* **What you will do**:
Turn the material below into a JSON list of strings, one string per line with blank lines left out, starting at the line that contains "of the duck's" and ending at the final line of the material.

* **The data**:
======
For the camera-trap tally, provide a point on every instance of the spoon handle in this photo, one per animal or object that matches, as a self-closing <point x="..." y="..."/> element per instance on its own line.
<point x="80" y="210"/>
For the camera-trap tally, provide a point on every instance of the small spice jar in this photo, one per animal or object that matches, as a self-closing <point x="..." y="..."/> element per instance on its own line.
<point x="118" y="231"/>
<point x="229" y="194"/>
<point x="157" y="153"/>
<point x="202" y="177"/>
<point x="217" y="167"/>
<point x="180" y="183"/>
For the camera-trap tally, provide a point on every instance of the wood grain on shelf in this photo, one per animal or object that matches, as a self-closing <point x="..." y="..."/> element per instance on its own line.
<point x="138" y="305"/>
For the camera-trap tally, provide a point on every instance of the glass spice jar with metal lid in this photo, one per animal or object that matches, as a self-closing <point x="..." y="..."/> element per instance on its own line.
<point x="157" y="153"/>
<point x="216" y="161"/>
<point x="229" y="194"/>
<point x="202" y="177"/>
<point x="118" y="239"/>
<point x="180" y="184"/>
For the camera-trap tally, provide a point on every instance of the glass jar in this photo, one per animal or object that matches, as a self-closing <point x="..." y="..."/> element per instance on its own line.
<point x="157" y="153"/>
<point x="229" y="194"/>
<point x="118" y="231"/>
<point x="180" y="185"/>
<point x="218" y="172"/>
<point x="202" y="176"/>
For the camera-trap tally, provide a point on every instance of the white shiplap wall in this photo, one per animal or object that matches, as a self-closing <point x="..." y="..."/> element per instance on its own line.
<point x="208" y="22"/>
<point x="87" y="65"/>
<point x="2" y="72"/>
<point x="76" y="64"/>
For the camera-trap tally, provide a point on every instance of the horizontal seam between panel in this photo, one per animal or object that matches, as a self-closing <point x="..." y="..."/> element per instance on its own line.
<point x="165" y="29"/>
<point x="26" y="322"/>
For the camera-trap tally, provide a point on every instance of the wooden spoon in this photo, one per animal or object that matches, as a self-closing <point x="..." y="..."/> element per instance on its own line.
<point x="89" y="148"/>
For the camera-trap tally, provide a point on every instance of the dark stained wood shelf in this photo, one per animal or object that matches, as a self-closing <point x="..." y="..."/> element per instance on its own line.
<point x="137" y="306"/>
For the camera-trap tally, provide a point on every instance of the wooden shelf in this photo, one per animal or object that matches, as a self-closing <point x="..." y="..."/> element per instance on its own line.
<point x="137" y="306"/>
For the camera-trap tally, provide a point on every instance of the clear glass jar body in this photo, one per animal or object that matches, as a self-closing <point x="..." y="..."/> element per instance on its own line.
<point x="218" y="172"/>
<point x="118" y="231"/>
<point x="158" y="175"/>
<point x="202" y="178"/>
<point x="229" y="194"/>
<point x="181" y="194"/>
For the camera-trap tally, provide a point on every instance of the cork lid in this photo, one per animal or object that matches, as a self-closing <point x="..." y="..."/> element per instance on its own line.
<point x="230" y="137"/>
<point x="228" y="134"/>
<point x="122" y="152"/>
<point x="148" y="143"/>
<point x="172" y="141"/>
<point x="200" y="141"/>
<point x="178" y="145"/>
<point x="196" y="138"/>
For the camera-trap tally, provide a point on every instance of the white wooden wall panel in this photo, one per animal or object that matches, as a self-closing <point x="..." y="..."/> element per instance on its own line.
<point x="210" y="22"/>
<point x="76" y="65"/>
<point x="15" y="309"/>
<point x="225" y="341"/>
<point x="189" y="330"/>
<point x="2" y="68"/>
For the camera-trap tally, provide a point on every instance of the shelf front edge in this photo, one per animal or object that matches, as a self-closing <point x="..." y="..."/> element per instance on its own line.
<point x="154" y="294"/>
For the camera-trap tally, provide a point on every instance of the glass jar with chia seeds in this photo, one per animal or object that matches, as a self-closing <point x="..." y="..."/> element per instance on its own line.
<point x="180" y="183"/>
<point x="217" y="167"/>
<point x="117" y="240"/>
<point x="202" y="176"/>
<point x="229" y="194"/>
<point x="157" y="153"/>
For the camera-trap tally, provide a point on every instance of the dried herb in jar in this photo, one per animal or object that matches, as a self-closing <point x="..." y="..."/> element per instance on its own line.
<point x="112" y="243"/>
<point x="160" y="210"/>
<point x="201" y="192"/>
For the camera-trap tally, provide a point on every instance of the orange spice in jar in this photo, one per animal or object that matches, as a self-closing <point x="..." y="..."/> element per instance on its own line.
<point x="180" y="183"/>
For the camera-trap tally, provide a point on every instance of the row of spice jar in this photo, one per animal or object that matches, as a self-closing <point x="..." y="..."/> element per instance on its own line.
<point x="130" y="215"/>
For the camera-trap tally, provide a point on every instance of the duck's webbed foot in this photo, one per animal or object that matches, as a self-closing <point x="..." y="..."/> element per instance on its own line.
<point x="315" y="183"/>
======
* **Result**:
[
  "For the camera-trap tally, provide a point on every instance of the duck's webbed foot in this photo, one per animal or object that matches, as a self-closing <point x=\"...\" y=\"...\"/> element per instance on its own line.",
  "<point x=\"315\" y=\"183\"/>"
]